+++ Data listing +++

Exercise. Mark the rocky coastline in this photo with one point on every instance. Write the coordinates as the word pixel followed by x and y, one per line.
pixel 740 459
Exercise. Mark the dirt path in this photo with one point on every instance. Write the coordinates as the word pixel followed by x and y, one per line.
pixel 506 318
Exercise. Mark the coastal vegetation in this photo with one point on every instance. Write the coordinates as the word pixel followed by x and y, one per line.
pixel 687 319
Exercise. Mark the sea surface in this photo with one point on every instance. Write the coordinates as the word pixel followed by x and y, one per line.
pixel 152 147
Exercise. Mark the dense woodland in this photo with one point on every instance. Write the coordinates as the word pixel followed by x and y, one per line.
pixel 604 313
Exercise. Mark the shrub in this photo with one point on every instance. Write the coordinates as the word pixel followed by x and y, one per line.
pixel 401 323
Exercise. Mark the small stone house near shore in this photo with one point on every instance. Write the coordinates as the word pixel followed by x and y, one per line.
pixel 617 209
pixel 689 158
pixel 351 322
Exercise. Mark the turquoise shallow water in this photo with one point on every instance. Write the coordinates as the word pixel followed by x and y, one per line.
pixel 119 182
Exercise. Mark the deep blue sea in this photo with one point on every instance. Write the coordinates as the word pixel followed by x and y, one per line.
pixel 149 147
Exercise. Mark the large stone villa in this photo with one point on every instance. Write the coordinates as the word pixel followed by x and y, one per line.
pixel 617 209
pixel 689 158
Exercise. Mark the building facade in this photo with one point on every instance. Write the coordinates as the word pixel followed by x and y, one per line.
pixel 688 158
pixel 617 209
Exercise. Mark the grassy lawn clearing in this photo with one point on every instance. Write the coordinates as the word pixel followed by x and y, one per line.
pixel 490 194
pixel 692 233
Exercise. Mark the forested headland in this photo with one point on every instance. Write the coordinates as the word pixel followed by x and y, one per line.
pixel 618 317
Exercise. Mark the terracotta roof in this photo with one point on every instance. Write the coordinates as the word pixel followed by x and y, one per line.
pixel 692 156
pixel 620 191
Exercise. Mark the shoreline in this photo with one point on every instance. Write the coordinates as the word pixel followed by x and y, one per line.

+++

• **Task**
Output all of the lines above again, copying each one exactly.

• **Solution**
Exercise. Mark the rocky coastline in this photo with one point on every instance. Write the coordinates as the word pixel followed by x and y, one per line.
pixel 740 459
Exercise. Mark the dirt path in this photo with one point on every instance. Write the coordinates as the word pixel followed by x and y, one per line.
pixel 506 318
Exercise. Mark the coastal vegetation in this photo with one point on every instance. Write the coordinates as the word pixel followed by x and y, one per line.
pixel 687 319
Exercise. Mark the sea surface in this photo with one point on every instance. Write the coordinates as the word pixel followed by x and y, one per line.
pixel 152 147
Exercise. Mark the dense woodland in this photo with one point on every instance. Write the coordinates as the word pixel followed by x and y, one per line.
pixel 604 313
Exercise. Mark the shrub in this photo with one point on every instance. Write the coordinates as the word pixel followed by x and y, one per line.
pixel 401 323
Exercise. Mark the small stone house near shore in this photo with one point on every instance. Write the coordinates as the word pixel followed by x and y, one per line.
pixel 617 209
pixel 689 158
pixel 351 322
Exercise. Mark the turquoise shallow water in this photo with one point on every instance. Write the coordinates as the word pixel followed by x and y, one per line.
pixel 119 182
Exercise. Mark the deep blue sea in this photo with one point on every instance. Write the coordinates as the word pixel followed by x and y, one per line.
pixel 149 147
Exercise. Mark the large stone villa in this photo with one point on every instance. Write the coordinates as the word pixel followed by x and y, one per line.
pixel 617 209
pixel 689 158
Exercise. Mark the building facade in this photo with one point on every instance. Write the coordinates as the word pixel followed by x and y, one per line.
pixel 688 158
pixel 617 209
Exercise. Mark the grassy lawn clearing in this photo with one point on every instance. Write the coordinates as the word pixel followed by x and y, one per line.
pixel 490 194
pixel 692 233
Exercise. Mark the forested headland in this photo with one point on every instance. Write the coordinates as the word pixel followed by x and y, one per line.
pixel 618 317
Exercise. Mark the terracotta roof in this photo with one point on every instance. Write the coordinates as the word pixel followed by x and y, one per line.
pixel 692 156
pixel 620 191
Exercise. Mark the shoreline in this photo with one point on every instance. Write the coordinates as the word pixel followed by x and y, one per line.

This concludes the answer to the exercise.